Description of the task: Output each record exactly as given. Leave out every picture.

[Point localization data]
[Start of Attachment]
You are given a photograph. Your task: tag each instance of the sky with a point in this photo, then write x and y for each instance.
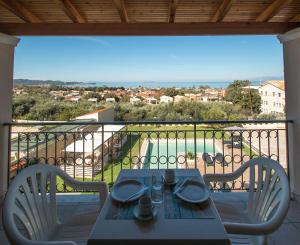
(135, 59)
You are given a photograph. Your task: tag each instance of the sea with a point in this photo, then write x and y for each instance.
(161, 84)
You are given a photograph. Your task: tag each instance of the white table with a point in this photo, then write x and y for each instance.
(187, 231)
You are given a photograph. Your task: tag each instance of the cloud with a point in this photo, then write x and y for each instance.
(96, 40)
(173, 56)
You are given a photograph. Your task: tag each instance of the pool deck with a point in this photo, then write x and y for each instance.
(68, 205)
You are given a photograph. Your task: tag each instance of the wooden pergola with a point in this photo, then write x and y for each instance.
(152, 17)
(148, 17)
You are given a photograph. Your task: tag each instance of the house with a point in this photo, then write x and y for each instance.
(74, 98)
(110, 100)
(179, 98)
(93, 100)
(165, 99)
(135, 100)
(272, 96)
(102, 115)
(151, 101)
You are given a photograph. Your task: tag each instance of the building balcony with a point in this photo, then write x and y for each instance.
(92, 151)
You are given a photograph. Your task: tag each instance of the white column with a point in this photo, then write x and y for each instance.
(291, 53)
(7, 46)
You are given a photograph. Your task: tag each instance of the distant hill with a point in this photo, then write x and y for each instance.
(44, 82)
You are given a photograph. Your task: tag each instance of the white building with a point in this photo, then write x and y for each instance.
(135, 100)
(272, 97)
(102, 115)
(151, 101)
(110, 100)
(165, 99)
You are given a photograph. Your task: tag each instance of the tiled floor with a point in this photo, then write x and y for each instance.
(68, 205)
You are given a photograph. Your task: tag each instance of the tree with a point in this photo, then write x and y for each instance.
(172, 92)
(215, 113)
(248, 98)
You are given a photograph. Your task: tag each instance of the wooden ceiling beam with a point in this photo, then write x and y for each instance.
(295, 18)
(121, 7)
(222, 10)
(272, 10)
(172, 10)
(147, 29)
(71, 11)
(18, 9)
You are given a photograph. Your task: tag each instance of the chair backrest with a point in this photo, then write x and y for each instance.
(31, 199)
(219, 157)
(269, 195)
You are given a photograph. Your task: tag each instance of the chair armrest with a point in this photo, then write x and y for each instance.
(99, 186)
(225, 177)
(249, 229)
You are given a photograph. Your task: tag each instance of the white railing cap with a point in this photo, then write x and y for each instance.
(8, 40)
(290, 35)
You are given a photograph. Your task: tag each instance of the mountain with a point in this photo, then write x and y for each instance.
(43, 82)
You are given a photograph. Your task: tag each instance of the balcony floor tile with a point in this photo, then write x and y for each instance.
(68, 205)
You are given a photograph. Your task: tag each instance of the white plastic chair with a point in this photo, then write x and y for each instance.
(250, 216)
(30, 206)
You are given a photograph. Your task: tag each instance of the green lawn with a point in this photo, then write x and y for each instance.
(137, 134)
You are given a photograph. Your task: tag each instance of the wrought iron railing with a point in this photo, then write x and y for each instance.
(92, 151)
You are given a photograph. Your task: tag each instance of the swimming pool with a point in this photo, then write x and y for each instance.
(172, 153)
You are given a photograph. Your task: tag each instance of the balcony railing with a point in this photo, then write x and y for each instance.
(92, 151)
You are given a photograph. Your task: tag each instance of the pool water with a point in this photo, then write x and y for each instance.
(163, 154)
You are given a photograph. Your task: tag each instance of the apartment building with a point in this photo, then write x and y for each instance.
(272, 97)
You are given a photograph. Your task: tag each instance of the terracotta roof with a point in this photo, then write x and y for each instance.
(100, 110)
(276, 83)
(41, 17)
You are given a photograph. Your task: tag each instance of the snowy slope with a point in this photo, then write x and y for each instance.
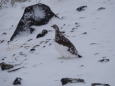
[End of Attachment]
Task answer:
You are given a photograph. Your task: tag each instance of the sky with a point in this photo, then write x and y for each instance.
(135, 59)
You are given a photograph. Your task: tag each instance of the sea with a point in this photo, then write x and y for each instance.
(161, 84)
You are given a photograph. Your task: tag each instance of the white table with a point in this photo, then write x and y for each instance.
(187, 231)
You are given a photograph. Your task: tag each instance of the cloud with a point in this photo, then write x and y for each instance.
(96, 40)
(173, 56)
You are given a photograph. Your task: tag each instance of the pool deck with a point in this photo, then write x and y for each instance.
(68, 205)
You are given a photograph. Your task: tag each instance of the wooden pergola with a point in this photo, then write x and y for each instance.
(152, 17)
(148, 17)
You are given a photograph. Your task: tag each instance of the house with a point in this photo, then write x and y for each instance.
(74, 98)
(110, 100)
(179, 98)
(93, 100)
(165, 99)
(135, 100)
(272, 96)
(102, 115)
(151, 101)
You are given a photograph. Your task: tag each instance of the building balcony with a point in this photo, then write x and y for each instance.
(92, 151)
You are given a photograph. Your task: tag each instance of the white column with a point in this photo, then write x and y for each instance.
(291, 53)
(7, 46)
You are given a photograph. Your task: tag each instance of the distant hill with a point in this photo, then write x and y for each instance.
(44, 82)
You are given a photograph. Your task: tag each instance of the white building with a point in this photo, then write x and y for each instance.
(135, 100)
(272, 97)
(102, 115)
(151, 101)
(110, 100)
(165, 99)
You are given a photograph. Your task: tag each instance of the tiled floor with a point in this photo, then write x and y for each instance.
(68, 205)
You are given a photograph. Your task: tag each instance of the tree with a point in this photo, then write x and y for each instance.
(172, 92)
(215, 113)
(248, 98)
You are given a photograph. Your task: tag each instance of the wooden ceiling beam with a point in this photo, then write x and y for each instance.
(295, 18)
(121, 7)
(222, 10)
(272, 10)
(172, 10)
(147, 29)
(71, 11)
(18, 9)
You are given a photograph. Your task: tag each instance of the chair backrest with a point in this photo, then write x and y for each instance.
(31, 199)
(219, 157)
(269, 195)
You are given a photograph. Your task: tag each instance of the chair armrest with a point in this photo, then write x and y for each instance.
(99, 186)
(225, 177)
(249, 229)
You are given a photograph. Your task: tag each instance of the white railing cap with a point in this photo, then write x and y for each instance.
(8, 40)
(290, 35)
You are given a photograph. Your task: tag each instance of the mountain with a point in this photo, then write x and y for each instance.
(43, 82)
You are given a photograph. Your task: tag each instance of the balcony floor tile with a point in this photo, then write x and y for each instance.
(68, 205)
You are given a photograph. Your task: tag each instance of the white plastic chair with a point in this photo, then write x and y for each instance.
(250, 216)
(30, 206)
You are given a photograph. Your task: tag each instance of the green lawn with a point in this photo, then write x and y for each instance.
(137, 134)
You are given a photograph. Your task: tag each instance of the wrought iron railing with a point in this photo, then write x and y for each instance.
(92, 151)
You are given a photograph. Your task: tag each instance of the swimming pool with a point in this photo, then write x and y for each instance.
(172, 153)
You are given a photograph. Your task: tag each instance of the balcony railing with a point in this photo, then write x and y for each instance.
(92, 151)
You are given a photograph. Your task: tag each instance of the pool water with a point in this photo, then write x and y for each instance.
(163, 154)
You are given a photograph. Your task: tag each instance of the apartment building with a point in this photo, then write x and y for each instance.
(272, 97)
You are given a photograph. Your task: tag each instance of the terracotta roof with a point in this photo, then write x and y for each instance.
(100, 110)
(276, 83)
(41, 17)
You are given a photograph. Your task: tag each instance of the snowy slope with a point in this photo, then write x and y for each instance.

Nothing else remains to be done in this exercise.